* [Task details]: Print the entries once more, unchanged.

---------------

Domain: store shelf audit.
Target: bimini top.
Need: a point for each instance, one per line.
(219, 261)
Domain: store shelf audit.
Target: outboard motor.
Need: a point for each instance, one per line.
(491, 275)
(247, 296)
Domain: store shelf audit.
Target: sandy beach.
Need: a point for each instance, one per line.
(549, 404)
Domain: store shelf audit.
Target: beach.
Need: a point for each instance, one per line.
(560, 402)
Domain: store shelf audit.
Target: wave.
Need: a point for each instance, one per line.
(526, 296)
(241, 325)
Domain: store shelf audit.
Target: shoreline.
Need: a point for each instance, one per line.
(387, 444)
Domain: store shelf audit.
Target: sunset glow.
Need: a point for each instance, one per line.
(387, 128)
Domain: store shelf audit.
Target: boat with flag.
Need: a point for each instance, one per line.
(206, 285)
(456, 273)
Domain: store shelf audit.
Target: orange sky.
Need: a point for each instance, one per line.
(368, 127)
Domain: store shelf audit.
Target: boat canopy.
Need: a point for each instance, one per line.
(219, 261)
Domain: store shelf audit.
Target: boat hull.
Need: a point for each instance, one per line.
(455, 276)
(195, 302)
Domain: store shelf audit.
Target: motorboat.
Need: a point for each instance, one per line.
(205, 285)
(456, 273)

---------------

* [Solved exercise]:
Domain: store shelf audit.
Target: bimini top.
Need: a point for each instance, one per line.
(219, 261)
Domain: store shelf audit.
Target: outboard motor.
Need: a point for each instance, one per line.
(491, 275)
(247, 296)
Domain: store shelf audit.
Target: sandy beach.
Need: a point for each instance, one per line.
(549, 404)
Domain: store shelf audit.
Target: beach.
Need: a point for each instance, one per line.
(560, 402)
Domain: store shelf audit.
Target: wave.
Need: a point for each instance, one per line.
(526, 296)
(241, 325)
Domain: store shelf audit.
Target: shoreline.
Need: a point for each instance, one per line.
(387, 444)
Domain: store shelf audit.
Target: sunset glow.
Need: a point for each instance, one per line.
(387, 128)
Domain: store shelf audit.
Target: boat with flag.
Need: a point for each instance, one per line.
(206, 285)
(456, 273)
Domain: store shelf audit.
Target: orange sky.
Need: a point for each instance, one per line.
(368, 127)
Domain: store shelf audit.
Target: boat canopy.
Need: a point for each instance, one per line.
(219, 261)
Domain: store shelf audit.
Target: boat hull.
Need: a point for each instance, one per line.
(455, 276)
(195, 302)
Domain: store shelf audit.
Target: motorboat.
Need: a point for each instance, one per line.
(205, 285)
(456, 273)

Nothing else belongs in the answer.